◆ What is expected:
Print every line of the listing below without changing anything.

>> begin Material for this exercise

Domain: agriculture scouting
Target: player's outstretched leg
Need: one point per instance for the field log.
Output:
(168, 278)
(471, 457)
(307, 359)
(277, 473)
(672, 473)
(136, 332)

>> end Material for this exercise

◆ Full response:
Domain: agriculture scouting
Target: player's outstretched leg
Need: one point per instance for the field log.
Output:
(168, 278)
(471, 457)
(307, 359)
(277, 473)
(672, 473)
(136, 332)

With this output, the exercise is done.